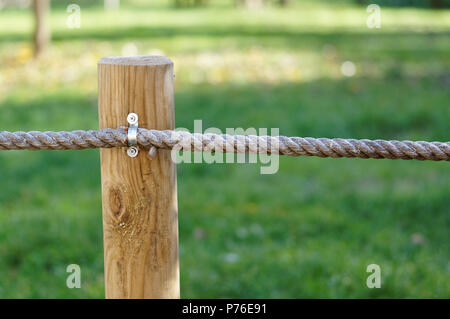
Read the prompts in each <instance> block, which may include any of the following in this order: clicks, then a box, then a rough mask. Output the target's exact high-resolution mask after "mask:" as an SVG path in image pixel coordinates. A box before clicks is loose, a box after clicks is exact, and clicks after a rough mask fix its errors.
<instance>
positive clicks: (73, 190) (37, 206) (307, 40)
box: [0, 0, 450, 298]
mask: <svg viewBox="0 0 450 319" xmlns="http://www.w3.org/2000/svg"><path fill="white" fill-rule="evenodd" d="M73 2H74V3H78V4H80V6H81V19H82V20H81V28H80V29H69V28H67V27H66V19H67V17H68V15H69V13H67V12H66V7H67V5H68V4H70V3H72V1H53V3H52V9H51V29H52V44H51V49H50V50H49V51H48V52H47V53H46V54H45V55H43V56H42V57H41V58H40V59H39V60H34V59H32V45H31V41H30V39H31V35H32V29H33V19H32V13H31V10H29V9H27V10H19V9H8V10H0V129H1V130H10V131H15V130H73V129H92V128H97V127H98V122H97V96H96V95H97V88H96V81H97V75H96V63H97V61H98V60H99V59H100V58H101V57H103V56H110V55H134V54H159V55H167V56H169V57H170V58H172V59H173V61H174V63H175V71H176V97H175V98H176V126H177V127H187V128H189V129H193V122H194V120H195V119H202V120H203V127H204V128H207V127H218V128H220V129H222V130H225V128H227V127H233V128H235V127H243V128H248V127H255V128H259V127H267V128H271V127H279V128H280V134H283V135H291V136H294V135H298V136H314V137H343V138H385V139H414V140H440V141H448V140H449V119H450V111H449V105H450V90H449V88H450V56H449V52H450V11H449V10H448V9H446V10H430V9H424V8H414V7H404V8H391V7H382V8H381V10H382V11H381V14H382V15H381V19H382V20H381V22H382V27H381V29H368V28H367V27H366V19H367V16H368V13H367V12H366V6H360V5H357V4H355V3H354V1H344V0H342V1H331V0H329V1H306V0H305V1H294V2H291V4H290V6H289V7H287V8H279V7H277V6H273V5H269V6H267V7H265V8H264V9H261V10H254V11H249V10H246V9H243V8H235V7H234V5H233V3H232V2H231V1H225V0H223V1H212V0H211V1H210V3H209V5H208V6H204V7H199V8H181V9H175V8H173V5H172V4H171V3H169V2H167V1H162V0H157V1H151V3H150V2H149V1H144V0H128V1H124V0H123V1H121V6H120V9H119V10H115V11H105V10H104V8H103V4H102V2H101V1H73ZM345 61H349V62H350V65H351V66H354V67H355V74H354V75H353V76H345V75H344V74H343V71H342V65H343V63H344V62H345ZM347 65H349V63H347ZM344 73H346V72H345V70H344ZM259 167H260V166H259V165H255V164H214V165H207V164H195V165H194V164H181V165H179V166H178V187H179V193H178V195H179V225H180V226H179V227H180V260H181V292H182V297H184V298H199V297H202V298H216V297H236V298H244V297H248V298H302V297H322V298H326V297H336V298H345V297H347V298H355V297H359V298H366V297H367V298H372V297H385V298H393V297H395V298H405V297H407V298H415V297H425V298H429V297H440V298H445V297H447V298H448V297H450V285H449V282H450V276H449V272H450V262H449V257H450V250H449V242H448V240H449V236H448V234H449V227H450V215H449V207H450V199H449V192H450V187H449V178H450V170H449V167H448V163H439V162H434V163H433V162H410V161H388V160H361V159H320V158H287V157H286V158H281V160H280V170H279V172H278V173H277V174H275V175H260V174H259ZM0 178H1V181H2V182H1V186H0V297H2V298H17V297H24V298H102V297H104V291H103V289H104V288H103V285H104V281H103V247H102V224H101V192H100V170H99V153H98V150H89V151H65V152H45V151H42V152H28V151H26V152H14V151H11V152H1V153H0ZM72 263H75V264H79V265H80V266H81V270H82V288H81V289H68V288H67V287H66V284H65V282H66V277H67V275H68V274H67V273H66V272H65V269H66V266H67V265H68V264H72ZM371 263H376V264H379V265H380V266H381V270H382V288H381V289H368V288H367V286H366V278H367V276H368V275H369V274H367V273H366V271H365V270H366V267H367V265H369V264H371Z"/></svg>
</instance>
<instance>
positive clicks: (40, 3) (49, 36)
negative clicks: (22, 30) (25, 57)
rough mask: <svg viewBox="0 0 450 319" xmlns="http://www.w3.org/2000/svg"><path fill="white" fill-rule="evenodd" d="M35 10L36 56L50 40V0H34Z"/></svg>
mask: <svg viewBox="0 0 450 319" xmlns="http://www.w3.org/2000/svg"><path fill="white" fill-rule="evenodd" d="M33 4H34V5H33V11H34V18H35V29H34V56H35V57H37V56H39V55H40V54H41V53H42V52H44V51H45V50H46V48H47V47H48V44H49V42H50V28H49V26H48V21H47V19H48V12H49V9H50V1H49V0H34V1H33Z"/></svg>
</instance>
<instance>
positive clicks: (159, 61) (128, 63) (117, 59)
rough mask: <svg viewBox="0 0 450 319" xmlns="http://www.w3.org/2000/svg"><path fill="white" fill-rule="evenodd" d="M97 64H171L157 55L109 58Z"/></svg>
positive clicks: (132, 56) (100, 60)
mask: <svg viewBox="0 0 450 319" xmlns="http://www.w3.org/2000/svg"><path fill="white" fill-rule="evenodd" d="M98 64H114V65H148V66H151V65H166V64H173V62H172V60H171V59H169V58H168V57H165V56H159V55H136V56H109V57H104V58H102V59H101V60H100V61H99V62H98Z"/></svg>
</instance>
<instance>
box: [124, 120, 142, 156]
mask: <svg viewBox="0 0 450 319" xmlns="http://www.w3.org/2000/svg"><path fill="white" fill-rule="evenodd" d="M138 121H139V117H138V116H137V114H136V113H130V114H128V116H127V122H128V124H129V127H128V149H127V154H128V156H129V157H136V156H137V155H138V153H139V149H138V147H137V130H138V126H139V122H138Z"/></svg>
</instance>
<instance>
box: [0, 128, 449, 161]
mask: <svg viewBox="0 0 450 319" xmlns="http://www.w3.org/2000/svg"><path fill="white" fill-rule="evenodd" d="M137 143H138V146H140V147H141V148H144V149H151V148H152V147H156V148H161V149H168V150H180V151H194V152H227V153H229V152H231V153H253V154H254V153H262V154H281V155H289V156H318V157H334V158H338V157H359V158H376V159H381V158H388V159H405V160H412V159H414V160H430V161H450V142H425V141H417V142H413V141H395V140H392V141H386V140H367V139H362V140H355V139H342V138H331V139H330V138H312V137H304V138H303V137H286V136H255V135H246V136H244V135H228V134H221V135H218V134H199V133H189V132H185V131H171V130H167V131H158V130H147V129H142V128H140V129H138V134H137ZM127 146H128V145H127V131H126V128H124V127H119V128H117V129H110V128H107V129H101V130H98V131H96V130H89V131H82V130H78V131H72V132H64V131H63V132H39V131H31V132H13V133H12V132H7V131H0V150H81V149H89V148H112V147H127Z"/></svg>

------------------------

What is required:
Restate the entries above word for word, keeping pictures out of the copy.

Answer box:
Read the prompts in each <instance> block, which may include any of the following in this order: clicks, then a box, then a rough mask. Output the target's exact high-resolution mask after "mask:" as an SVG path in image pixel coordinates. A box before clicks is loose, a box after clicks is exact, and clicks after a rough mask fix its errors.
<instance>
positive clicks: (73, 190) (37, 206) (307, 40)
box: [0, 0, 450, 298]
mask: <svg viewBox="0 0 450 319" xmlns="http://www.w3.org/2000/svg"><path fill="white" fill-rule="evenodd" d="M73 2H74V3H78V4H80V6H81V19H82V20H81V28H80V29H69V28H67V27H66V19H67V17H68V15H69V13H67V12H66V7H67V5H68V4H70V3H72V1H53V3H52V9H51V29H52V44H51V49H50V50H49V51H48V52H47V53H46V54H45V55H43V56H42V57H41V58H40V59H39V60H34V59H32V45H31V41H30V39H31V35H32V29H33V19H32V13H31V10H29V9H27V10H19V9H8V10H0V129H1V130H10V131H15V130H73V129H92V128H97V127H98V122H97V96H96V95H97V88H96V81H97V75H96V63H97V61H98V60H99V59H100V58H101V57H103V56H110V55H134V54H159V55H167V56H169V57H170V58H172V59H173V61H174V63H175V71H176V97H175V98H176V126H177V127H187V128H189V129H193V122H194V120H195V119H202V120H203V127H204V128H207V127H218V128H220V129H222V130H225V128H227V127H233V128H235V127H243V128H248V127H255V128H259V127H267V128H271V127H279V128H280V134H283V135H291V136H294V135H298V136H314V137H343V138H385V139H414V140H440V141H448V140H449V119H450V111H449V105H450V90H449V88H450V56H449V52H450V11H449V10H448V9H446V10H430V9H424V8H414V7H404V8H391V7H382V8H381V10H382V11H381V14H382V15H381V19H382V20H381V22H382V27H381V29H368V28H367V27H366V19H367V16H368V13H367V12H366V6H360V5H357V4H355V3H354V1H344V0H342V1H331V0H329V1H306V0H305V1H294V2H291V4H290V6H289V7H287V8H279V7H277V6H273V5H269V6H267V7H265V8H264V9H261V10H254V11H249V10H246V9H243V8H235V7H234V5H233V3H232V2H231V1H225V0H223V1H212V0H211V1H210V3H209V5H208V6H204V7H199V8H181V9H175V8H173V5H172V4H171V3H169V2H167V1H162V0H157V1H151V3H150V2H149V1H144V0H128V1H124V0H123V1H121V6H120V9H119V10H115V11H105V10H104V8H103V4H102V2H101V1H73ZM345 61H349V62H350V65H351V66H354V67H355V74H354V75H353V76H345V75H344V74H343V71H342V65H343V63H344V62H345ZM347 65H349V63H347ZM344 73H346V72H345V70H344ZM259 167H260V166H259V165H255V164H214V165H207V164H195V165H194V164H181V165H179V166H178V187H179V193H178V195H179V225H180V226H179V227H180V260H181V292H182V297H184V298H199V297H202V298H216V297H236V298H244V297H248V298H302V297H322V298H326V297H336V298H345V297H347V298H355V297H359V298H366V297H367V298H372V297H385V298H393V297H395V298H405V297H407V298H415V297H425V298H429V297H440V298H445V297H447V298H448V297H450V285H449V282H450V276H449V272H450V262H449V257H450V250H449V242H448V240H449V236H448V234H449V227H450V215H449V207H450V199H449V192H450V187H449V178H450V170H449V167H448V163H439V162H434V163H433V162H410V161H388V160H361V159H320V158H287V157H286V158H281V160H280V170H279V172H278V173H277V174H275V175H260V174H259ZM0 178H1V181H2V182H1V186H0V297H2V298H17V297H24V298H102V297H104V291H103V289H104V288H103V285H104V281H103V247H102V224H101V192H100V170H99V153H98V150H89V151H65V152H45V151H42V152H28V151H26V152H14V151H11V152H1V153H0ZM72 263H75V264H79V265H80V266H81V270H82V288H81V289H68V288H67V287H66V284H65V282H66V277H67V275H68V274H67V273H66V272H65V269H66V266H67V265H68V264H72ZM371 263H376V264H379V265H380V266H381V270H382V288H381V289H368V288H367V286H366V278H367V276H368V275H369V274H367V273H366V271H365V270H366V267H367V265H369V264H371Z"/></svg>
</instance>
<instance>
positive clicks: (40, 3) (49, 36)
negative clicks: (22, 30) (25, 57)
rough mask: <svg viewBox="0 0 450 319" xmlns="http://www.w3.org/2000/svg"><path fill="white" fill-rule="evenodd" d="M35 10L36 56L50 40V0H34Z"/></svg>
mask: <svg viewBox="0 0 450 319" xmlns="http://www.w3.org/2000/svg"><path fill="white" fill-rule="evenodd" d="M33 4H34V5H33V11H34V18H35V29H34V56H35V57H37V56H39V55H40V54H41V53H42V52H44V51H45V50H46V48H47V47H48V44H49V42H50V28H49V26H48V21H47V19H48V12H49V9H50V1H49V0H34V1H33Z"/></svg>
</instance>
<instance>
positive clicks: (159, 61) (128, 63) (117, 59)
rough mask: <svg viewBox="0 0 450 319" xmlns="http://www.w3.org/2000/svg"><path fill="white" fill-rule="evenodd" d="M97 64H171L157 55L109 58Z"/></svg>
positive clicks: (132, 56) (100, 60)
mask: <svg viewBox="0 0 450 319" xmlns="http://www.w3.org/2000/svg"><path fill="white" fill-rule="evenodd" d="M98 64H114V65H148V66H151V65H166V64H173V62H172V60H171V59H169V58H168V57H165V56H159V55H136V56H109V57H104V58H102V59H101V60H100V61H99V62H98Z"/></svg>
</instance>
<instance>
box: [124, 120, 142, 156]
mask: <svg viewBox="0 0 450 319" xmlns="http://www.w3.org/2000/svg"><path fill="white" fill-rule="evenodd" d="M138 121H139V117H138V116H137V114H136V113H130V114H128V116H127V122H128V124H129V127H128V149H127V154H128V156H129V157H136V156H137V155H138V153H139V149H138V147H137V130H138V126H139V122H138Z"/></svg>
</instance>
<instance>
box: [0, 128, 449, 161]
mask: <svg viewBox="0 0 450 319" xmlns="http://www.w3.org/2000/svg"><path fill="white" fill-rule="evenodd" d="M137 143H138V146H140V147H141V148H144V149H151V148H152V147H156V148H161V149H168V150H180V151H194V152H227V153H229V152H231V153H253V154H254V153H262V154H281V155H289V156H318V157H334V158H338V157H359V158H376V159H381V158H388V159H405V160H412V159H414V160H430V161H450V142H425V141H417V142H413V141H395V140H392V141H386V140H367V139H362V140H355V139H342V138H331V139H330V138H312V137H304V138H303V137H286V136H255V135H246V136H244V135H228V134H221V135H218V134H199V133H189V132H185V131H171V130H167V131H158V130H147V129H142V128H140V129H138V134H137ZM127 146H128V145H127V131H126V128H124V127H119V128H117V129H110V128H107V129H101V130H98V131H96V130H89V131H82V130H78V131H72V132H64V131H63V132H39V131H31V132H13V133H12V132H7V131H0V150H81V149H89V148H112V147H127Z"/></svg>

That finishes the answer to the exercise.